>>>>
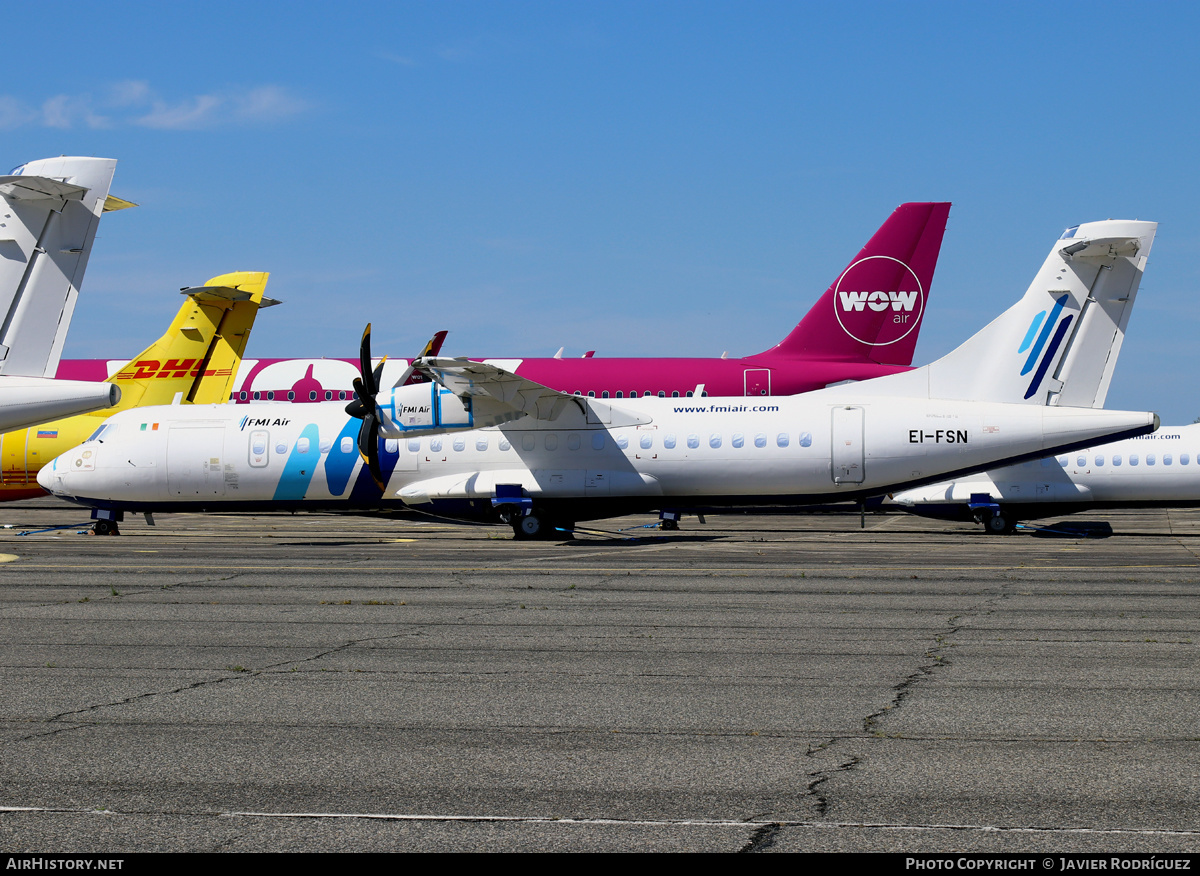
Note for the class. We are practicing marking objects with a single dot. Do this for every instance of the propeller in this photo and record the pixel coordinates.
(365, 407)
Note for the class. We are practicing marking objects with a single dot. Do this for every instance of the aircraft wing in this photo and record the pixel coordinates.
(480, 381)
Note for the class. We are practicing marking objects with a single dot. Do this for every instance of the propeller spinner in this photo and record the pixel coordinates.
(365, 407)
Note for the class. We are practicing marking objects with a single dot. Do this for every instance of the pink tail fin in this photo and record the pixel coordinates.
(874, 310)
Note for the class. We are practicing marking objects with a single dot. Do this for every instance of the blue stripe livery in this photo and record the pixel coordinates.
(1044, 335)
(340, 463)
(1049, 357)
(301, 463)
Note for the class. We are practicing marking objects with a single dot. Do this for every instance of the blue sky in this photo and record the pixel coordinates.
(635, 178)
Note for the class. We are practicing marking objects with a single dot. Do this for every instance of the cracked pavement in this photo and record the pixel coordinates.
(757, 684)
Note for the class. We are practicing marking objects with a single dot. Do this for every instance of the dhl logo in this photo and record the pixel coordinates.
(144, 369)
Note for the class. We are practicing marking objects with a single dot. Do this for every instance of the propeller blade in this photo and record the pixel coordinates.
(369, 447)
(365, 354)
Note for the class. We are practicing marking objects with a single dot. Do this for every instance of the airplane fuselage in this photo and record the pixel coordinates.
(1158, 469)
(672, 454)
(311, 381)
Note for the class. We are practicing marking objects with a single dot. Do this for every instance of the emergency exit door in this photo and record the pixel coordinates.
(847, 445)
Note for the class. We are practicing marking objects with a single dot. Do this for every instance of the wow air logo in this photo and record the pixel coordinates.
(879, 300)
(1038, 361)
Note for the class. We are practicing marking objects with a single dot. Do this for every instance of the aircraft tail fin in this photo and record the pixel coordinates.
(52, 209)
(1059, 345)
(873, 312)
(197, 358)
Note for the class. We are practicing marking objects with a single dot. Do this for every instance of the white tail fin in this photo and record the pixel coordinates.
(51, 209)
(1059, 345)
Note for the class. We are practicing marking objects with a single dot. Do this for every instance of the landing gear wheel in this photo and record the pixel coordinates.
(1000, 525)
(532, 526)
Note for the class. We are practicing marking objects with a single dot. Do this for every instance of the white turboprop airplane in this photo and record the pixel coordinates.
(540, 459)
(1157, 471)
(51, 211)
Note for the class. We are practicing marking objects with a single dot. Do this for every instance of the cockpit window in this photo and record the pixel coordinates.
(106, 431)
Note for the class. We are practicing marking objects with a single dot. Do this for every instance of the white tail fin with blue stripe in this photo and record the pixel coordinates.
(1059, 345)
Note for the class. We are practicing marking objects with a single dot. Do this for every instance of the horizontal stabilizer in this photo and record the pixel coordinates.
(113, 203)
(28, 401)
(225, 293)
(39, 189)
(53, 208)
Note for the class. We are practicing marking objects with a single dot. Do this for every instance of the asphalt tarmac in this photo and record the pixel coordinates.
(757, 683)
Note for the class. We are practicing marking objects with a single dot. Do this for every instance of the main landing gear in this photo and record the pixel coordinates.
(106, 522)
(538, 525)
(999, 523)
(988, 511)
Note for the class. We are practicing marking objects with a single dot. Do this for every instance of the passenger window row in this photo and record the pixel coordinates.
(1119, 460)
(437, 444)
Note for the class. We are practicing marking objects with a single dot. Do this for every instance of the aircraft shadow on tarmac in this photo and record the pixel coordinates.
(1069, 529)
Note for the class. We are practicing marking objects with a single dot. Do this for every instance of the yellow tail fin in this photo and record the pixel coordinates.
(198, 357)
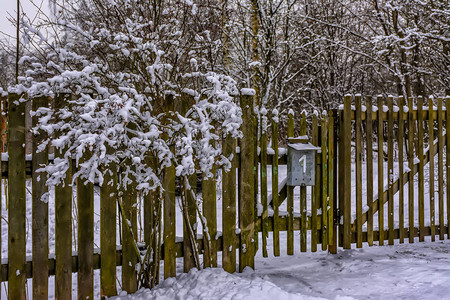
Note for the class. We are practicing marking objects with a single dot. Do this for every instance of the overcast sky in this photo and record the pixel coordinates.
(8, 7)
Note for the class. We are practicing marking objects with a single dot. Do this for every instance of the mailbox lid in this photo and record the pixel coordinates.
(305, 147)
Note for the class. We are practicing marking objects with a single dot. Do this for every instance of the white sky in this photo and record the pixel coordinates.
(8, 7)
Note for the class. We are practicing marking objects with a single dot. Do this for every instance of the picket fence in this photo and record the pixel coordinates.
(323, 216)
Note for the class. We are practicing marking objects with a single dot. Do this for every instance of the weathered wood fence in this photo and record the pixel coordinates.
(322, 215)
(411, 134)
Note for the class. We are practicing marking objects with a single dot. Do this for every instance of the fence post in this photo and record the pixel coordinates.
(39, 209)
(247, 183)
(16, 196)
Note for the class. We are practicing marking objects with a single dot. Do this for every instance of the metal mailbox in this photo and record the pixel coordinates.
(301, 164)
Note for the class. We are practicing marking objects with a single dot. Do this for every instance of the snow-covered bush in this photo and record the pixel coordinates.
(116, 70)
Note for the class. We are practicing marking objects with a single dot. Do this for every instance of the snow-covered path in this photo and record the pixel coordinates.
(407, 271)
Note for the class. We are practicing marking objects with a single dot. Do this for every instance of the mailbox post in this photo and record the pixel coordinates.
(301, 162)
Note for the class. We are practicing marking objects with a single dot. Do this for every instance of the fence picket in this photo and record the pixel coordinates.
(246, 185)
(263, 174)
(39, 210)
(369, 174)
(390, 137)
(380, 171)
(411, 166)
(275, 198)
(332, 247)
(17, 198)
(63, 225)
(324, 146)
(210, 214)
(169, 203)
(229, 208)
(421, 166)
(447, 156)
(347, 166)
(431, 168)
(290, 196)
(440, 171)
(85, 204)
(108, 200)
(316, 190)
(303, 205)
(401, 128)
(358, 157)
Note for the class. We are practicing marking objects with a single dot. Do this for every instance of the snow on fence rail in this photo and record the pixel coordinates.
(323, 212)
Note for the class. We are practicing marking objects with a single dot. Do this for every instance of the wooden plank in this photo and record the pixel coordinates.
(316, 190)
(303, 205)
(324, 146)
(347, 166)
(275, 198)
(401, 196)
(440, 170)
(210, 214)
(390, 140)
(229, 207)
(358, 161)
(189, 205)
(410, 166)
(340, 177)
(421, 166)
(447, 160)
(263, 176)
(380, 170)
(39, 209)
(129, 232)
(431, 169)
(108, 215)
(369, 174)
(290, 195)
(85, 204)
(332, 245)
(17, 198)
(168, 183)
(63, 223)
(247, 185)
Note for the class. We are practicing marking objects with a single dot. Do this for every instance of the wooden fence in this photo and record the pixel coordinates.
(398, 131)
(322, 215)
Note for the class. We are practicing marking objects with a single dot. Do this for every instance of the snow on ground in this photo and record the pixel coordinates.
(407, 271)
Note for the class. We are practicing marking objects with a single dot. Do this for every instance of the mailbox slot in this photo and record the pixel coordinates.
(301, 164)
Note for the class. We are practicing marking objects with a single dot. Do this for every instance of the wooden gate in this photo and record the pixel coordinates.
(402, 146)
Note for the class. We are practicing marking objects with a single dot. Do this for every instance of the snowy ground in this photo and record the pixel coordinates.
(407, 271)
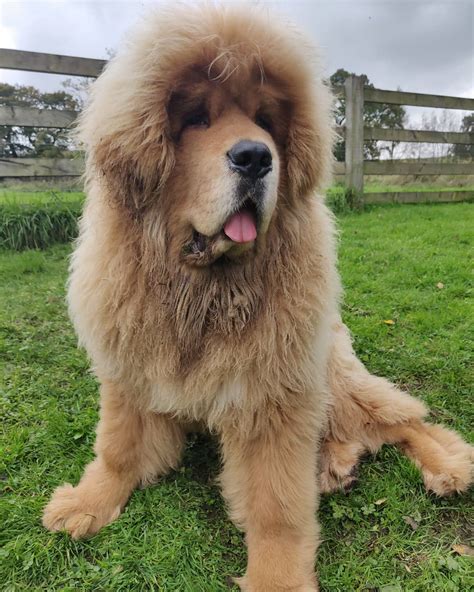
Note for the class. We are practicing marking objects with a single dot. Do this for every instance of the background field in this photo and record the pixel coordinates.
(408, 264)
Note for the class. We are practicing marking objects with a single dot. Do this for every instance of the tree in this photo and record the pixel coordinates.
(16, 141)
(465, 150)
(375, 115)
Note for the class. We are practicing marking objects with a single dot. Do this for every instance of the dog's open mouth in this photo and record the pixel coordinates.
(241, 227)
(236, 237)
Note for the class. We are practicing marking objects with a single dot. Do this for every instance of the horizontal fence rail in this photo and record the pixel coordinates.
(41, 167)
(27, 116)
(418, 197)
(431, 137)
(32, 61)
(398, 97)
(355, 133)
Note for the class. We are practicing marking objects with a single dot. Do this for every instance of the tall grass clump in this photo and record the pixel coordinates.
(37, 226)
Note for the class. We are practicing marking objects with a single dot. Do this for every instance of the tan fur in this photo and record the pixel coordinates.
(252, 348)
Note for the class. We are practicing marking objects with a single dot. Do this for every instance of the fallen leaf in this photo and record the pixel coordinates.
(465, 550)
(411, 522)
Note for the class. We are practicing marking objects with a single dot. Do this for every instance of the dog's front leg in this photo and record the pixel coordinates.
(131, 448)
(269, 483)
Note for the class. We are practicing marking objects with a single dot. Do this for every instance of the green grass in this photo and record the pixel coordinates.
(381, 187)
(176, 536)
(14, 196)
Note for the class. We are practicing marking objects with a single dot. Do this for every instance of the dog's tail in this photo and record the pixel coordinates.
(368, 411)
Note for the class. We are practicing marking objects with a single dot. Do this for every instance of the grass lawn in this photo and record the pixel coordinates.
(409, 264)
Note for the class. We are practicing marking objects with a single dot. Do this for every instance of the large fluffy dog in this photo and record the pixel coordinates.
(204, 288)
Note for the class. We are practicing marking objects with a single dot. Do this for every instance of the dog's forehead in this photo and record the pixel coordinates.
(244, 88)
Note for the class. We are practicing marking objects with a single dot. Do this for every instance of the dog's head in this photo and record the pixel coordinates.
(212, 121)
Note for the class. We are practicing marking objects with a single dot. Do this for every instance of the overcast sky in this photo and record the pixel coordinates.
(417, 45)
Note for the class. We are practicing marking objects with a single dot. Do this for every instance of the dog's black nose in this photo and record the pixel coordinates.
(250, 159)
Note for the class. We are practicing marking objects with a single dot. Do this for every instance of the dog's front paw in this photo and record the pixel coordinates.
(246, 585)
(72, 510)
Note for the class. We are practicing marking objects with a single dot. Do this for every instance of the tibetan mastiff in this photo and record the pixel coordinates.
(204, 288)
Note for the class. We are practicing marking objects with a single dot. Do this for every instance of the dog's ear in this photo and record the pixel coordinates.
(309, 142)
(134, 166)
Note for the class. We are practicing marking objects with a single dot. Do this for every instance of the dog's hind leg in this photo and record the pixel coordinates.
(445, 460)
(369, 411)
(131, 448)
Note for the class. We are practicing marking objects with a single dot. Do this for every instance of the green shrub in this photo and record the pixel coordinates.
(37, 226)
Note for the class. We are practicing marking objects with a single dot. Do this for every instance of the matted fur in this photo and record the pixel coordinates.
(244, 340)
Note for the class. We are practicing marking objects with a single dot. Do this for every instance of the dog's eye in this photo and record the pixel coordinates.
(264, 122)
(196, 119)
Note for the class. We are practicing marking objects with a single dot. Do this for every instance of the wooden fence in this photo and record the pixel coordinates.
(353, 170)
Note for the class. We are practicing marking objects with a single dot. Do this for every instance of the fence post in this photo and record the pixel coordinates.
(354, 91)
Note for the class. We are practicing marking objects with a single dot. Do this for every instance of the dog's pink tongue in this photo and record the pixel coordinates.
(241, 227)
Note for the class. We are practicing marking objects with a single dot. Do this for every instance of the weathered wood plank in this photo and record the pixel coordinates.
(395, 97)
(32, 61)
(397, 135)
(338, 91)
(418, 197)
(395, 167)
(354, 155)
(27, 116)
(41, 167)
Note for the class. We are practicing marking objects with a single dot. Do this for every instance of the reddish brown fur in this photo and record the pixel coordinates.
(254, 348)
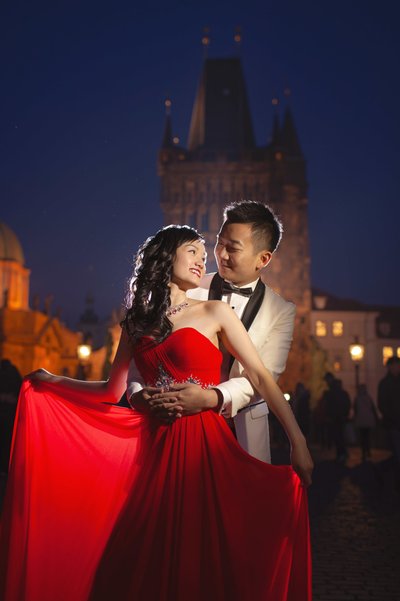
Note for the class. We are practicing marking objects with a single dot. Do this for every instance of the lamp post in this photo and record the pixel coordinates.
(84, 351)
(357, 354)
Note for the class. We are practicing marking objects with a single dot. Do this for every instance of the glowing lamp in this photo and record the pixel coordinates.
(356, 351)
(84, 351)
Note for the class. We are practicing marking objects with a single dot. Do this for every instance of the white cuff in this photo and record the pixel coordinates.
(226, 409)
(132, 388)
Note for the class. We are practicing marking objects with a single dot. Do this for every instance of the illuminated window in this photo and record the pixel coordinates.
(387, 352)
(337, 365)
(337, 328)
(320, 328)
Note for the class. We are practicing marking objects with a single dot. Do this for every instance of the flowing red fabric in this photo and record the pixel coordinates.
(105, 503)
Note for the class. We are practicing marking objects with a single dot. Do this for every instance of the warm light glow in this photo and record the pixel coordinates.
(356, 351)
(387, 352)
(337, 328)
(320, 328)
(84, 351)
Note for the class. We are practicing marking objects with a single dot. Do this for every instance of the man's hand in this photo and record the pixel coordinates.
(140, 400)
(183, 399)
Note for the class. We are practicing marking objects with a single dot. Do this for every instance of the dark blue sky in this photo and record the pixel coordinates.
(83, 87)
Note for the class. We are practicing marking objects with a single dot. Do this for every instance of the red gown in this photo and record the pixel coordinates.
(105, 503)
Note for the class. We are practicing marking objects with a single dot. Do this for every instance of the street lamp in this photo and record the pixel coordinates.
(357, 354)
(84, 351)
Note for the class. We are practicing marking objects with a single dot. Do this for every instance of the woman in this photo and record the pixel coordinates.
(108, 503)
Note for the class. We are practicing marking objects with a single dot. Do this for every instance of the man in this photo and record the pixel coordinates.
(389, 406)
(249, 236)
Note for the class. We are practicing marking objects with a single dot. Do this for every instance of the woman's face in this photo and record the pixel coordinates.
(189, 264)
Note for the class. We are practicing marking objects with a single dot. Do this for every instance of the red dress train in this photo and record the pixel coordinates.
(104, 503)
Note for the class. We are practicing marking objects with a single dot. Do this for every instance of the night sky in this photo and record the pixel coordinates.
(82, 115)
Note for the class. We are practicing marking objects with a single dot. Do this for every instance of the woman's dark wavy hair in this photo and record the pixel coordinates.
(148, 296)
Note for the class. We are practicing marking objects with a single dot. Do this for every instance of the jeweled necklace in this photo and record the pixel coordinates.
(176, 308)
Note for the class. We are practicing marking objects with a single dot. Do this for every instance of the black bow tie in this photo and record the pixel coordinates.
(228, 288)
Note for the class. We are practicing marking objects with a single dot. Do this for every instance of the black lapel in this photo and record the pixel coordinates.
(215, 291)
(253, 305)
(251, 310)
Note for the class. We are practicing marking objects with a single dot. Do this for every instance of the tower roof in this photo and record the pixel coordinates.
<<<<
◆ What you are asked to do ◆
Could you print, exactly and with nothing else, the lines from the one containing "the black bow" through the last line of the records above?

◆ Response area ◆
Note for the class. We are practicing marking objects with a single dot. Do this for every instance of the black bow tie in this photo and record the pixel coordinates.
(228, 288)
Note for the class. We are practicing marking objects with a single dot. Do this for every instance of the black lapel in this photo and record the pixel coordinates.
(215, 291)
(253, 305)
(251, 310)
Note for the class. We are practicing marking objects with a single dot. Do this for every instance of the tower roof in this photo and record the pixel coordinates.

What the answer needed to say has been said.